[Point placement records]
=-=-=

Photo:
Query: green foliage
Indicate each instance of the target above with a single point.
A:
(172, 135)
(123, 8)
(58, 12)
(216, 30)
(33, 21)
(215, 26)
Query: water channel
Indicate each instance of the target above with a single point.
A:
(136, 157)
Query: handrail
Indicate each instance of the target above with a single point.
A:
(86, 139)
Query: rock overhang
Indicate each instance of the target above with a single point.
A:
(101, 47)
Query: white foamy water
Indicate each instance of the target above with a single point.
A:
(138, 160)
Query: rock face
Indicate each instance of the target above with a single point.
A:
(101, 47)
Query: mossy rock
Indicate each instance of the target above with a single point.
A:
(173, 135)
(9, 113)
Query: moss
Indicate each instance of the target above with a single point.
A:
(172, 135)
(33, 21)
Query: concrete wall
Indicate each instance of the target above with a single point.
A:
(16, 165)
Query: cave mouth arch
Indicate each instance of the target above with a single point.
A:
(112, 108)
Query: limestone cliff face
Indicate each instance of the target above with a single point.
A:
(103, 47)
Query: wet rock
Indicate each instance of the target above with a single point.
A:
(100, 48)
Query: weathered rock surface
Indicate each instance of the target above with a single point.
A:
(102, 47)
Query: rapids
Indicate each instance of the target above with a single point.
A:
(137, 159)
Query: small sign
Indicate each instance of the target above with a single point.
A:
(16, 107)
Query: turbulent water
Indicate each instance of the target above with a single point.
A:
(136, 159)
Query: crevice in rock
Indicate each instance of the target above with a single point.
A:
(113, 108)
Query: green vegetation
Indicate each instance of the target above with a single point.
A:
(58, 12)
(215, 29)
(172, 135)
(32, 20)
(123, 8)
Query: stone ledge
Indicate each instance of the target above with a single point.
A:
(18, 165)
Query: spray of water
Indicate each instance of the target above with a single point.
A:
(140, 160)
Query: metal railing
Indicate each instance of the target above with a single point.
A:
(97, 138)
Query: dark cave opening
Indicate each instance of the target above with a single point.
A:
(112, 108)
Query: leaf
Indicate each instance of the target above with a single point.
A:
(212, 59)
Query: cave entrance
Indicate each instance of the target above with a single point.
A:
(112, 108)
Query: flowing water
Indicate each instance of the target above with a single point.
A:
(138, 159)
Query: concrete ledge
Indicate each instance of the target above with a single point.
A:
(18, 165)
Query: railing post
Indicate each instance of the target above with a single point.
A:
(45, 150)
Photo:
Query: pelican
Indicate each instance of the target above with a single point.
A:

=-=-=

* Instruction:
Output the full listing without altering anything.

* Task output:
Photo:
Query: green foliage
Indicate each instance of the target above with a single point.
A:
(172, 135)
(123, 8)
(58, 12)
(216, 30)
(33, 21)
(215, 26)
Query: water channel
Indicate each instance of the target above with a single point.
A:
(136, 157)
Query: handrail
Indicate each instance of the target above with a single point.
A:
(86, 139)
Query: rock overhang
Indicate each instance of the target above with a single point.
A:
(101, 47)
Query: white foamy water
Indicate each instance of the target above with a single point.
A:
(138, 160)
Query: rock face
Indicate each instance of the target above with a single point.
A:
(101, 47)
Query: mossy rock
Indicate each instance of the target above with a single point.
A:
(173, 135)
(9, 113)
Query: moss
Indicate each instance of the target above with a single point.
A:
(172, 135)
(33, 21)
Query: concrete wall
Indicate each instance of the target above with a single point.
A:
(16, 165)
Query: cave mouth arch
Indicate each instance of the target above with a single point.
A:
(112, 108)
Query: limestone cliff face
Indicate each instance of the target above with a single point.
A:
(103, 47)
Query: wet rock
Indicate each instance of the target above with a single point.
A:
(100, 48)
Query: weathered rock surface
Indicate each instance of the target above with a single point.
A:
(102, 47)
Query: rapids
Indicate each instance of the target above with a single point.
A:
(137, 159)
Query: small sign
Indicate each instance of the target above with a single point.
A:
(16, 107)
Query: turbulent water
Indicate each instance of the target above with a single point.
A:
(136, 159)
Query: crevice in rock
Indicate each instance of the target above with a single point.
A:
(113, 108)
Query: green vegetation
Indicate each instance of the target above with a single point.
A:
(58, 12)
(215, 29)
(172, 135)
(32, 20)
(123, 8)
Query: stone ledge
Indicate each instance of the target above with a single point.
A:
(18, 165)
Query: spray of water
Indicate each instance of the target above with a single point.
A:
(140, 160)
Query: metal railing
Indicate each instance of the target above with a single point.
A:
(97, 138)
Query: dark cave opening
Indicate each instance of the target above with a single point.
A:
(112, 108)
Query: leaf
Indicate each instance of the target above with a single point.
A:
(212, 59)
Query: cave entrance
Indicate each instance of the target above with a single point.
A:
(112, 108)
Query: flowing water
Indicate each instance of the target above with a single point.
A:
(138, 159)
Query: concrete ledge
Indicate each instance of the target above with a single point.
A:
(18, 165)
Query: railing post
Indicate each instance of the target above with a single point.
A:
(45, 150)
Photo:
Query: pelican
Indicate each instance of the target above with a single point.
A:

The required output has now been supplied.